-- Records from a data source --
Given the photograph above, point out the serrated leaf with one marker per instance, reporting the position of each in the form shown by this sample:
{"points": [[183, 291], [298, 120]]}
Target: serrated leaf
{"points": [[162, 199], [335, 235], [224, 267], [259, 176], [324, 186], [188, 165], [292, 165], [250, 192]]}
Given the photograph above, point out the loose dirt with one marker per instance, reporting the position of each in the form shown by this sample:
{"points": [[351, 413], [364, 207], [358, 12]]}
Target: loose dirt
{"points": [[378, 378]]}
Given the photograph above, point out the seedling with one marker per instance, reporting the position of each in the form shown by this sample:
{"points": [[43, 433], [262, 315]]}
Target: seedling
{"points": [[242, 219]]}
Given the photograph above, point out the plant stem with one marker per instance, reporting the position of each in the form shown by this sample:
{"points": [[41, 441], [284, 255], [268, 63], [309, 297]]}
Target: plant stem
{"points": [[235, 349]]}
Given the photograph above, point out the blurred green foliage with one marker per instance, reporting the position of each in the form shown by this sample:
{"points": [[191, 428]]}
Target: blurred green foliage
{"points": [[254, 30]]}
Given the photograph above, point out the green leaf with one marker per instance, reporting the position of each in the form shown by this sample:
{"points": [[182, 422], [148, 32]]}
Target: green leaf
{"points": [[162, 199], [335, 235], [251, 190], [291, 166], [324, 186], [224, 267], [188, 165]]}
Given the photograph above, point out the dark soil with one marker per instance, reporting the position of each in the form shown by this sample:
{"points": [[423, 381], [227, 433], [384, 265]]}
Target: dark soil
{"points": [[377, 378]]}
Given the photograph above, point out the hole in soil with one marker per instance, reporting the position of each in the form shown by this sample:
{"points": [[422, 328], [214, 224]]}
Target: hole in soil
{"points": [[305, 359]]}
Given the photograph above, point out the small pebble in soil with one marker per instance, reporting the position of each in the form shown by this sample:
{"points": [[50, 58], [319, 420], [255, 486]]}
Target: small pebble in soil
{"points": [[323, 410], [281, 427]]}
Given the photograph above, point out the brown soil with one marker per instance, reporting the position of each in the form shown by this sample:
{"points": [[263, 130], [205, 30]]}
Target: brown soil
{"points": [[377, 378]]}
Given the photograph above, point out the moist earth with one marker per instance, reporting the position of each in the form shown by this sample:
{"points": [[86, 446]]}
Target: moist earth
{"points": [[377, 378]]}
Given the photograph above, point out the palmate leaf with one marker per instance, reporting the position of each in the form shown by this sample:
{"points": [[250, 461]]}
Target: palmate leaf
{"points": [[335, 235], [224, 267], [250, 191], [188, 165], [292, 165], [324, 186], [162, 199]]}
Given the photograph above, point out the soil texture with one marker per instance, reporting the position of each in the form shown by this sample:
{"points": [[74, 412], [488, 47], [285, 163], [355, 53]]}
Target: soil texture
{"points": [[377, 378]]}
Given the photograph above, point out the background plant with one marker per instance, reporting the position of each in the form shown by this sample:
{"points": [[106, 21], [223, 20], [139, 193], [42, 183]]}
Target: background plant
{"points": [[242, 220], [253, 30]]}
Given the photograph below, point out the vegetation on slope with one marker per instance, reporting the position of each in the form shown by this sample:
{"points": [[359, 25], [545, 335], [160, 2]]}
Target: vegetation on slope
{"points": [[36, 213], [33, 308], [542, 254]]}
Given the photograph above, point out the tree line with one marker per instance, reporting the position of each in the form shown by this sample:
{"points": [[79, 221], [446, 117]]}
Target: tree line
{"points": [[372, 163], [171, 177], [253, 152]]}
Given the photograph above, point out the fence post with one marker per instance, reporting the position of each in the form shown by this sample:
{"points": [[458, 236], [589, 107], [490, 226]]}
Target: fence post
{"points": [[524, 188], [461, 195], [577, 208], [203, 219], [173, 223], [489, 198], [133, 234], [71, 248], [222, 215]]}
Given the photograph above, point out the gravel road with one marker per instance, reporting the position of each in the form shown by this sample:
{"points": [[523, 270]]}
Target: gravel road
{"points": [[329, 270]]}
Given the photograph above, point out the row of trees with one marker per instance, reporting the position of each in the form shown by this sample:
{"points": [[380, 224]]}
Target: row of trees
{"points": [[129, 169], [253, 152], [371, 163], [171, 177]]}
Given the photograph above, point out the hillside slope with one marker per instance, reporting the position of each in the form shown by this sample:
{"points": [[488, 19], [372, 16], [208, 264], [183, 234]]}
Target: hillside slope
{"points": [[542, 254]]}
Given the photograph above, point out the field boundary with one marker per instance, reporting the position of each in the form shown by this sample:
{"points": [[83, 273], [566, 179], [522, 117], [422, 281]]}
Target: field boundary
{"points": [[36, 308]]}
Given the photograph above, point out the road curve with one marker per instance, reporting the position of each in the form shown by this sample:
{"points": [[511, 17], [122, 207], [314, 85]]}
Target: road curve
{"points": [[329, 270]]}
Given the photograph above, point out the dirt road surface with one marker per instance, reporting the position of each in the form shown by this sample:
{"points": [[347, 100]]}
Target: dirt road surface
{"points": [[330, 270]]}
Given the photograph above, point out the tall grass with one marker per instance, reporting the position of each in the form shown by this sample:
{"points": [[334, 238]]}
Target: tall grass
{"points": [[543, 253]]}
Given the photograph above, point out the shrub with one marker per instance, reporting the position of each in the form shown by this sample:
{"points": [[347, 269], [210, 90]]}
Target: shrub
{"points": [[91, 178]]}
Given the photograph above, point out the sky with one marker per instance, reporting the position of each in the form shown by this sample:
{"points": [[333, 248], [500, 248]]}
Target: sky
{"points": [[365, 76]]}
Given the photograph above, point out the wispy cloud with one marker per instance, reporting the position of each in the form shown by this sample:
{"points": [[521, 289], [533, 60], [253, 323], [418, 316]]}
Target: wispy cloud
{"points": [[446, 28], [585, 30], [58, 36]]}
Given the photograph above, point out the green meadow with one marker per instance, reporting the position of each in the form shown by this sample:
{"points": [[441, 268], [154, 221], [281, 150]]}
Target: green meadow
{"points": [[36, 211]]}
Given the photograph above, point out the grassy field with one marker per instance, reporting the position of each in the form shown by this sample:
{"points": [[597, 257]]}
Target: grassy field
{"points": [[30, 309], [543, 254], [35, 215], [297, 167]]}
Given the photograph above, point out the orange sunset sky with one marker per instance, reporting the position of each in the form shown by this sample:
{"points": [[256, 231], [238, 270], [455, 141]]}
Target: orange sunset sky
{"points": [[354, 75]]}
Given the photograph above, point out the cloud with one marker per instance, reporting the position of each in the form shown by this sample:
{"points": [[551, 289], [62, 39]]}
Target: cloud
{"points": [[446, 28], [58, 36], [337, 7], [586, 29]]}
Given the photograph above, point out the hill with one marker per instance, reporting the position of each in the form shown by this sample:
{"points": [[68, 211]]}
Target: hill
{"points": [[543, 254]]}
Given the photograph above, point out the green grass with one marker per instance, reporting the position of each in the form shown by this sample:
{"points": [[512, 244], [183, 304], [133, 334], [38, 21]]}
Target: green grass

-- Your task --
Could you change every "photograph" in the material to "image" and give all of the lines again with nothing else altered?

-- Response to the exercise --
Given the image above, point out the serrated leaf with one marker per instance, reporting the position of each in the form shown by this sample:
{"points": [[183, 291], [298, 120]]}
Target: serrated leaf
{"points": [[162, 199], [335, 235], [224, 267], [259, 176], [324, 186], [188, 165], [292, 165], [250, 192]]}
Given the image above, point out the loose dirt with one marker per instance, reporting the position of each in the form shown by this sample:
{"points": [[351, 413], [364, 207], [358, 12]]}
Target: loose dirt
{"points": [[378, 378]]}
Given the image above, point out the seedling with one marker per instance, reporting the position of each in the form shown by this sample:
{"points": [[43, 433], [262, 315]]}
Target: seedling
{"points": [[242, 219]]}
Given the image above, point out the plant stem with one marker per instance, reporting the position of each in the form shown by this sample:
{"points": [[41, 441], [284, 255], [268, 63], [309, 297]]}
Target: plant stem
{"points": [[235, 349]]}
Given the image above, point out the blurred green foliage with one marker per instance, reporting the position of each in the form shown by this sample:
{"points": [[191, 428]]}
Target: blurred green foliage
{"points": [[254, 30]]}
Given the image above, point out the green leaf with one marker per instance, reporting the position of each in the form shown by this sample:
{"points": [[182, 422], [148, 32]]}
Target: green leaf
{"points": [[162, 199], [335, 235], [251, 190], [291, 166], [324, 186], [224, 267], [188, 165]]}
Given the image above, point out the dark soil with one marker per instance, reporting the position of each in the form shown by this sample:
{"points": [[423, 381], [227, 433], [384, 265]]}
Target: dark soil
{"points": [[377, 378]]}
Given the image above, point out the hole in soil with one marker per instance, reporting the position of each in the form shown by this sample:
{"points": [[422, 328], [214, 224]]}
Target: hole in soil
{"points": [[305, 359]]}
Given the image above, point out the small pebble in soil with one marker per instance, reporting the position of each in the form shown by this sample:
{"points": [[50, 58], [319, 420], [255, 486]]}
Target: small pebble in soil
{"points": [[323, 410], [281, 427]]}
Given the image above, point out the brown soil with one marker per instance, reporting the position of each in the form shown by this sample:
{"points": [[263, 130], [205, 30]]}
Target: brown soil
{"points": [[377, 378]]}
Given the image above, point out the moist earth with one marker per instance, reporting the position of each in the form shown by this sample:
{"points": [[86, 446]]}
Target: moist earth
{"points": [[377, 378]]}
Given the image above, point out the palmate leaf with one marker per instance, reporting the position of each in the form shown by this sample:
{"points": [[250, 461]]}
Target: palmate leaf
{"points": [[335, 235], [224, 267], [250, 191], [188, 165], [292, 165], [324, 186], [162, 199]]}
Given the image above, point out the soil texture with one marker per instance, reporting the position of each in the form shown by this sample:
{"points": [[74, 412], [488, 47], [285, 163], [355, 53]]}
Target: soil texture
{"points": [[377, 378]]}
Given the image above, point out the background plant with one marker per instance, reporting the position of each in the form shown by this sample:
{"points": [[106, 21], [223, 20], [139, 193], [42, 183]]}
Target: background plant
{"points": [[242, 220], [253, 30]]}
Given the image below, point out the vegetation on slope with one marker per instance, reporting the position of each in the form shown by this sample:
{"points": [[359, 25], [545, 335], [160, 2]]}
Target: vegetation on slope
{"points": [[36, 213], [33, 308], [542, 254]]}
Given the image above, point out the tree line with one marker per instance, reporting the position of each in the form shown by this sample:
{"points": [[79, 221], [446, 117]]}
Target: tree line
{"points": [[372, 163], [171, 177], [253, 152]]}
Given the image above, point out the fence post with one marker per instance, reporting the position of each in the form shown by this sample:
{"points": [[458, 236], [589, 107], [490, 226]]}
Target: fence post
{"points": [[524, 188], [461, 195], [577, 208], [203, 219], [173, 223], [489, 198], [133, 234], [71, 248], [222, 215]]}
Given the image above, point out the gravel road with one marker per instance, reporting the position of each in the form shown by this sample:
{"points": [[523, 270]]}
Target: gravel road
{"points": [[329, 270]]}
Given the image above, point out the row of trees with one marker per instance, reporting the position of each in the form shown by this sample:
{"points": [[380, 224]]}
Target: row of trees
{"points": [[129, 169], [253, 152], [371, 163], [171, 177]]}
Given the image above, point out the hillside slope with one marker per instance, reporting the position of each in the form shown by this sample:
{"points": [[488, 19], [372, 16], [208, 264], [183, 234]]}
Target: hillside slope
{"points": [[542, 254]]}
Given the image above, point out the field boundary with one marker per instance, reporting the position of each in the form shown by this sample:
{"points": [[83, 273], [566, 179], [522, 117], [422, 281]]}
Target: field boundary
{"points": [[36, 308]]}
Given the image above, point out the road curve with one marker per instance, reporting the position of each in the form shown by this sample:
{"points": [[511, 17], [122, 207], [314, 85]]}
Target: road curve
{"points": [[329, 270]]}
Given the image above, point out the dirt road surface with one marker per instance, reporting the position of each in the form shown by this sample:
{"points": [[347, 100]]}
Target: dirt road surface
{"points": [[330, 270]]}
Given the image above, point out the tall grass with one marker per instance, reporting the position of each in the form shown by this sample:
{"points": [[334, 238]]}
Target: tall grass
{"points": [[543, 253]]}
Given the image above, point out the shrub with one marker per instance, reporting the position of each in the form shown by this sample:
{"points": [[347, 269], [210, 90]]}
Target: shrub
{"points": [[91, 178]]}
Given the image above, point out the sky with one marker per instance, reporting the position of each in the form shown by this sample:
{"points": [[333, 248], [500, 248]]}
Target: sky
{"points": [[365, 76]]}
Given the image above, point out the wispy cloud with one marker per instance, reporting the position of each in the form shown by this sample:
{"points": [[521, 289], [533, 60], [253, 323], [418, 316]]}
Target: wispy cloud
{"points": [[446, 28], [585, 30], [58, 36]]}
Given the image above, point out the green meadow with one marker per instance, reporting the position of each in the form shown by this sample:
{"points": [[441, 268], [154, 221], [281, 150]]}
Target: green meadow
{"points": [[36, 211]]}
Given the image above, point out the grassy field with one marker per instance, reporting the position of each in the form shown by this sample:
{"points": [[597, 257]]}
Target: grassy field
{"points": [[30, 309], [543, 254], [35, 215], [297, 167]]}
Given the image above, point out the orange sunset sky with one marker per instance, reporting the position of each in the form shown by this sample:
{"points": [[256, 231], [238, 270], [455, 141]]}
Target: orange sunset sky
{"points": [[354, 75]]}
Given the image above, point out the cloud with one marker per instance, reporting the position of each in the form shown by this sample:
{"points": [[551, 289], [62, 39]]}
Target: cloud
{"points": [[446, 28], [58, 36], [337, 7], [586, 29]]}
Given the image above, point out the hill with one marker per instance, reporting the position of each in the form shown by this sample:
{"points": [[68, 211]]}
Target: hill
{"points": [[543, 254]]}
Given the image above, point out the green grass with one marker per instance, reporting the position of each in the form shown by this sample:
{"points": [[512, 244], [183, 304], [133, 334], [38, 21]]}
Target: green grass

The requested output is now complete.